## Passage to read
§

What’s one thing that many doctoral candidates have in common?
It’s a robust skill in their chosen disciplines paired with a substandard writing skill.
This is particularly the case in the sciences, in whose bedecked halls are Honours students who complete their degrees in groups. While group work has some fabulous benefits, it also has draw-backs. One of those draw-backs is that those students who are weak writers are often carried by the rest of the group. This is not a problem unless the student (maybe that’s you!) finds itself in a doctoral program, face-to-face with the uncomfortable reality that there’s more writing to do than there is research.
A doctoral degree is a phenomenal writing task. It doesn’t matter whether your assessment mode is via thesis or via publication, the volume of words you are required to pump out is immense.
How am I qualified to write this?
Before you ask, no I don’t have a PhD. I do have a partially completed PhD, which I ditched after getting bored and realising I was on the wrong path. (A doctorate is still on the cards, but for when I’m an elder and past the age of 70.)
I have, however, edited a huge number of research papers and theses. Many of them have been about fascinating topics, including engineering topics like cement paste backfill, flooding, concrete, bridges; and public health topics like the effect of drought on farmers.

§

## Items from a dataset
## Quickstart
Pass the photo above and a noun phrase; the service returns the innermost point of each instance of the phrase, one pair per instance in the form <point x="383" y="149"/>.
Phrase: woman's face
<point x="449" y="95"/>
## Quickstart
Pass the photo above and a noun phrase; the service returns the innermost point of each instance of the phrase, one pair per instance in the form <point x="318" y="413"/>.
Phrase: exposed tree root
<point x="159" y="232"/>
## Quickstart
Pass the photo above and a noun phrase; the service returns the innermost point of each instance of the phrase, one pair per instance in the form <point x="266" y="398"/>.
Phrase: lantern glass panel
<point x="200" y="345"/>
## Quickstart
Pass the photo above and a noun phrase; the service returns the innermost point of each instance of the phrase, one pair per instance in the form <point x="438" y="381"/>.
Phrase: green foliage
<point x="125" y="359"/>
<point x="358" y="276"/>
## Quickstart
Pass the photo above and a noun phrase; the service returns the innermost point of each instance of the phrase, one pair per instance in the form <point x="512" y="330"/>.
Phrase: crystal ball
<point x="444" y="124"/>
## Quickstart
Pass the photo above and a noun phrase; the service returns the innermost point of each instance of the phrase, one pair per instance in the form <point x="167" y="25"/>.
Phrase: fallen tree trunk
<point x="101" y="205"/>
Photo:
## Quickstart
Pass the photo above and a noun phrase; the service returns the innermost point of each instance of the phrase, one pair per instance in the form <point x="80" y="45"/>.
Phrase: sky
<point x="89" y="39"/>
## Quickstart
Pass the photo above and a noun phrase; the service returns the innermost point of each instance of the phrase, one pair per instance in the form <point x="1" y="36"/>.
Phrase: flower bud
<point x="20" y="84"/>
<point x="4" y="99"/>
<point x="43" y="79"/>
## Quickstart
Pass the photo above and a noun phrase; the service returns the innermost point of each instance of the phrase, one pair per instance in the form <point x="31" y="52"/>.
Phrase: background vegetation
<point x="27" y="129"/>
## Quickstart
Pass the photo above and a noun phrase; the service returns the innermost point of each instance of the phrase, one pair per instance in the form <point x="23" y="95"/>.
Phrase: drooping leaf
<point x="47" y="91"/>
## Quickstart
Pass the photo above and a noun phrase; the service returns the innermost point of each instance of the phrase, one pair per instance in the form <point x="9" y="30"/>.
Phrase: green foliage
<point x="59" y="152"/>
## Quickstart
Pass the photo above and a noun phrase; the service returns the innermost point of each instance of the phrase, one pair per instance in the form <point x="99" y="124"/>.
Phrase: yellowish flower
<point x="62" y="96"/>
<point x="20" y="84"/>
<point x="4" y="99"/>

§

Copy the passage on doctoral writing from "This is particularly" up to and including "to write this?".

## Written response
This is particularly the case in the sciences, in whose bedecked halls are Honours students who complete their degrees in groups. While group work has some fabulous benefits, it also has draw-backs. One of those draw-backs is that those students who are weak writers are often carried by the rest of the group. This is not a problem unless the student (maybe that’s you!) finds itself in a doctoral program, face-to-face with the uncomfortable reality that there’s more writing to do than there is research.
A doctoral degree is a phenomenal writing task. It doesn’t matter whether your assessment mode is via thesis or via publication, the volume of words you are required to pump out is immense.
How am I qualified to write this?